文档摘录 ::
◆ ◆ ◆ ◆ ◆

想看懂代码,关注扩展代码,看看代码的loss和accuracy是怎么计算的:

首先创建一个空数组,存储三个模型用于训练,并创建用于损失和准确度的数组。

设置训练需要的参数,epoch,学习率learning 优化器。损失函数。


    mlps = [lenet1.to(device), alexnet1.to(device), VGGnet.to(device)] #建立一个数组,将三个模型放入

    epoch  = 5 #训练轮数
    LR = 0.0001  #学习率,我这里对于三个模型设置的是一样的学习率,事实上根据模型的不同设置成不一样的效果最好
    a = [{"params": mlp.parameters()} for mlp in mlps]  #依次读取三个模型的权重
    optimizer = torch.optim.Adam(a, lr=LR) #建立优化器
    loss_function = nn.CrossEntropyLoss()  #构建损失函数

    train_loss_all = [[] , [] , []]
    train_accur_all = [[], [], []]
    ronghe_train_loss = []  #融合模型训练集的损失
    ronghe_train_accuracy = []  #融合模型训练集的准确率



    test_loss_all = [[] , [] , []]
    test_accur_all = [[] , [] , []]

    ronghe_test_loss = []  #融合模型测试集的损失
    ronghe_test_accuracy = [] #融合模型测试集的准确

开始训练:

详细评论,主要是如何存储和计算最多的值(即我们上面的投票)

   for i in range(epoch): #遍历开始进行训练
        train_loss = [0 , 0 , 0]  #因为三个模型,初始化三个0存放模型的结果

        train_accuracy = [0.0 , 0.0 , 0.0]  #同上初始化三个0,存放模型的准确率
        for mlp in range(len(mlps)):
            mlps[mlp].train()    #遍历三个模型进行训练
        train_bar = tqdm(traindata)  #构建进度条,训练的时候有个进度条显示

        pre1 = [] #融合模型的损失
        vote1_correct = 0 #融合模型的准确率
        for step , data in enumerate(train_bar):  #遍历训练集


            img , target = data

            length = img.size(0)


            img, target = img.to(device), target.to(device)
            optimizer.zero_grad()
            for mlp in range(len(mlps)):  #对三个模型依次进行训练
                mlps[mlp].train()
                outputs = mlps[mlp](img)
                loss1 = loss_function(outputs, target)  # 求损失
                outputs = torch.argmax(outputs, 1)

                loss1.backward()#反向传播
                train_loss[mlp] += abs(loss1.item()) * img.size(0)
                accuracy = torch.sum(outputs == target)

                pre_num1 = outputs.cpu().numpy()
                # print(pre_num1.shape)
                train_accuracy[mlp] = train_accuracy[mlp] + accuracy

                pre1.append(pre_num1)

            arr1 = np.array(pre1)


            pre1.clear()  # 将pre进行清空

            result1 = [Counter(arr1[:, i]).most_common(1)[0][0] for i in range(length)]  # 对于每张图片,统计三个模型其中,预测的那种情况最多,就取最多的值为融合模型预测的结果,即为投票
            #投票的意思,因为是三个模型,取结果最多的
            vote1_correct += (result1 == target.cpu().numpy()).sum()

◆ ◆ ◆ ◆ ◆

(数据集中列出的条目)
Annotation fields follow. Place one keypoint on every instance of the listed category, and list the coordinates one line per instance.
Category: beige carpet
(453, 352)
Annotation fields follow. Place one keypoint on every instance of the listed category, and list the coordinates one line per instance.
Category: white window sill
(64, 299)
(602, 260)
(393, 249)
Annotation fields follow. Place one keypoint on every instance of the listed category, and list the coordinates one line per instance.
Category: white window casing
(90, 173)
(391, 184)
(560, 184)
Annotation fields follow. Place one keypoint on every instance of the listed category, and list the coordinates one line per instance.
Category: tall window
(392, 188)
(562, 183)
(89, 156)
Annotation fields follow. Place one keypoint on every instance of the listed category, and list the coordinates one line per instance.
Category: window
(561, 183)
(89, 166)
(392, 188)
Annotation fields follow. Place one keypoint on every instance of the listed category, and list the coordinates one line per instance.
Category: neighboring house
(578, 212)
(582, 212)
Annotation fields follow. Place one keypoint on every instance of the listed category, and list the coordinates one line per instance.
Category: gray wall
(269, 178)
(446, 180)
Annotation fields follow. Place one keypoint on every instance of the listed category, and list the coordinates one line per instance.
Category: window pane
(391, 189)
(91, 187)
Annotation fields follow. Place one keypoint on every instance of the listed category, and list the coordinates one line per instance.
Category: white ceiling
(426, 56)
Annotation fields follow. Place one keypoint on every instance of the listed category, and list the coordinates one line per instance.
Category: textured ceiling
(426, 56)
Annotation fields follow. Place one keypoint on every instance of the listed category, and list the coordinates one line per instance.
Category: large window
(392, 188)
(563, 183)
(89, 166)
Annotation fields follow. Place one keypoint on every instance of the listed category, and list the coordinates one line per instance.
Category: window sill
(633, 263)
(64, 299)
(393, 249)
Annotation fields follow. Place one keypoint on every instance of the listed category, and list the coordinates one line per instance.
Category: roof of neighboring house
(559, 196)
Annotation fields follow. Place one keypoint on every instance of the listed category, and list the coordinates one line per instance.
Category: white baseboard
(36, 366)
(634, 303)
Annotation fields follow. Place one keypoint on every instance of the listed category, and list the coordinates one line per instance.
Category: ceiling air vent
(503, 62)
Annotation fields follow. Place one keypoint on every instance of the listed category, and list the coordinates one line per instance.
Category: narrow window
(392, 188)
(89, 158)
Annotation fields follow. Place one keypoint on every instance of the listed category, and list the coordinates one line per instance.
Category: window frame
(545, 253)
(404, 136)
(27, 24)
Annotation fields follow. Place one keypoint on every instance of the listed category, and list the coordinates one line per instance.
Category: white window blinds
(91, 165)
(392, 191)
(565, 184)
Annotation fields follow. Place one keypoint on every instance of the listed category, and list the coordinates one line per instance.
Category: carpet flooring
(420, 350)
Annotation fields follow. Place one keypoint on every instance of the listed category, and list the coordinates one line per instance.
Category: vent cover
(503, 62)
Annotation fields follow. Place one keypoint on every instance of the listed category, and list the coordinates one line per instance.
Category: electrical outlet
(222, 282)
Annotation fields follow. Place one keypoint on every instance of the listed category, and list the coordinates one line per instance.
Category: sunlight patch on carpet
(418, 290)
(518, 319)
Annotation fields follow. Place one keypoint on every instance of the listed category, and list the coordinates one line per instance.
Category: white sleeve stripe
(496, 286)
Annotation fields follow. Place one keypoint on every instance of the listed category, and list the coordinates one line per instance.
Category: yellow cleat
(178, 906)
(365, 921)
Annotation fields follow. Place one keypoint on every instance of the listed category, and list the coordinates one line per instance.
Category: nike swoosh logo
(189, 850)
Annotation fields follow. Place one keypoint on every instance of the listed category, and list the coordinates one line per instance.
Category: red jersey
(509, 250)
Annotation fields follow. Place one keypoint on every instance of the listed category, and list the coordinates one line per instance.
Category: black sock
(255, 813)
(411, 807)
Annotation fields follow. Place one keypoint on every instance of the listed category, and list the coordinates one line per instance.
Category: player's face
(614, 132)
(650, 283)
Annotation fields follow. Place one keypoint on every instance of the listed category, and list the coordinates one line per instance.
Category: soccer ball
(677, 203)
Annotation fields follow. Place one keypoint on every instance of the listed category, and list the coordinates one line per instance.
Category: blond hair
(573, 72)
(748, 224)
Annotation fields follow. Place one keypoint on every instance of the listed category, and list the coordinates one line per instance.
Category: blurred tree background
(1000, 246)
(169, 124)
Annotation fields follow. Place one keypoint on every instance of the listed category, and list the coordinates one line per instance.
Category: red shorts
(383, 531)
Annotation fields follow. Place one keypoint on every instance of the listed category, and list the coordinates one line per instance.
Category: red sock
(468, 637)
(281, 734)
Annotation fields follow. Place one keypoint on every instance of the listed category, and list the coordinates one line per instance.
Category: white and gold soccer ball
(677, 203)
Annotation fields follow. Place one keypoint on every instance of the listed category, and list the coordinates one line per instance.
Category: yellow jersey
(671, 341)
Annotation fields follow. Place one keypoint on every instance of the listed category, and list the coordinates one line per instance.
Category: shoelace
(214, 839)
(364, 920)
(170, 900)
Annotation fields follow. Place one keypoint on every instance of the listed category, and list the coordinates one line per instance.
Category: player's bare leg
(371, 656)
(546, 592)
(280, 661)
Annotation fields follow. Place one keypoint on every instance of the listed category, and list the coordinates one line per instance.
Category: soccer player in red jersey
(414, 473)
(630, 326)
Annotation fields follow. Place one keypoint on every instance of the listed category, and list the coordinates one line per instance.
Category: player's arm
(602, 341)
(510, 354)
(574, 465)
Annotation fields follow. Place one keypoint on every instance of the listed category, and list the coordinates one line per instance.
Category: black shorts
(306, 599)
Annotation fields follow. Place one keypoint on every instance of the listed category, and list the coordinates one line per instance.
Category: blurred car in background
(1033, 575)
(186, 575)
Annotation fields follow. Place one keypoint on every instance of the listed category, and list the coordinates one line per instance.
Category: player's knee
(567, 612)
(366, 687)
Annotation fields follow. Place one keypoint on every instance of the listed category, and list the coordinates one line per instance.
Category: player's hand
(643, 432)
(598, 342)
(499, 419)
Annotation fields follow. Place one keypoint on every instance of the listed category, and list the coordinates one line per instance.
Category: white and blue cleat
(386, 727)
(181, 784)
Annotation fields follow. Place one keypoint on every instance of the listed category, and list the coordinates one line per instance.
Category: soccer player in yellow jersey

◆ ◆ ◆ ◆ ◆

任务说明 ::
A - 这段摘录中,学习率 LR 被设成了多少?
B - 请输出这段摘录中从“optimizer.zero_grad()”到“outputs = mlps[mlp](img)”之间的文字,首尾两处都包括在内,一字不改。
C - 找出这段摘录中所有以 ronghe_ 开头的变量名,逐一列出。
这些记录在此不起任何作用。

逐项结果 ::
A - 0.0001

B -
optimizer.zero_grad()
            for mlp in range(len(mlps)):  #对三个模型依次进行训练
                mlps[mlp].train()
                outputs = mlps[mlp](img)

C - ronghe_train_loss、ronghe_train_accuracy、ronghe_test_loss、ronghe_test_accuracy